Article / 04 December 2017 at 8:00 GMT

Morning Markets: GBP steady as UK, EU finalise deal

Head of Editorial Content / Saxo Bank
Denmark

Morning Markets


Watchlist

  • UK: Construction PMI (0930 GMT)
  • EU: PPI (1000 GMT)
  • US: Manufacturers' Shipments, Inventories & Orders (1500 GMT)

It appears that London and Brussels are set to conclude their “divorce bill” arrangement today, with the UK prime minister off to the European Union capital to jointly prepare a draft text with European Commission president Jean-Clause Juncker.

Thorny issues surrounding Northern Ireland and the EU Court of Justice remain in play and could yet scupper the deal, but GBP has advanced on reports of a settlement and now sits at 1.3458 in dollar terms versus 1.3025 one month ago.

The pound may not have much further to rally, however as it recovers its negative uncertainty premium and heads into the reality of post-Brexit Britain. According to Santander G10 strategist Stuart Bennett, "a market that is already positioned for a breakthrough in the talks, as well as the possibility of the [Fed hiking rates] in December, could put a cap on sterling’s gains. "

"It might be a case of buy the rumor, sell the fact and if it doesn’t, the pound slips.”

Today’s Asian session saw the USD gain ground while equities were mixed. Firming commodities prices boosted materials shares in Australia, but these couldn’t hold the ASX 200 back from posting a slight 0.07% decline.

The ever-volatile Bitcoin, meanwhile, dipped to $10,400 overnight but is now back at the $11,430 level. In other big swings, Tencent declines 2% in the Hong Kong morning before surging to close 2.4% higher at the close.

Today sees the release of Eurozone PPI data at 1000 GMT.

..............................

▶ _EXERCISE 1_
Return the part of the morning markets note between "Article / 04" and "PMI (0930 GMT)", inclusive, copying it word for word.
▶ _EXERCISE 2_
According to the morning markets note, how much did the ASX 200 decline during the Asian session?

▶ _DATASET CONTENT_
..............................

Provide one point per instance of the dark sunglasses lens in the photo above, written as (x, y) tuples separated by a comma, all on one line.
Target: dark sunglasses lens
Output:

..............................

▶ _FINAL ANSWER 1_
Article / 04 December 2017 at 8:00 GMT

Morning Markets: GBP steady as UK, EU finalise deal

Head of Editorial Content / Saxo Bank
Denmark

Morning Markets


Watchlist

  • UK: Construction PMI (0930 GMT)

▶ _FINAL ANSWER 2_
It posted a slight 0.07% decline.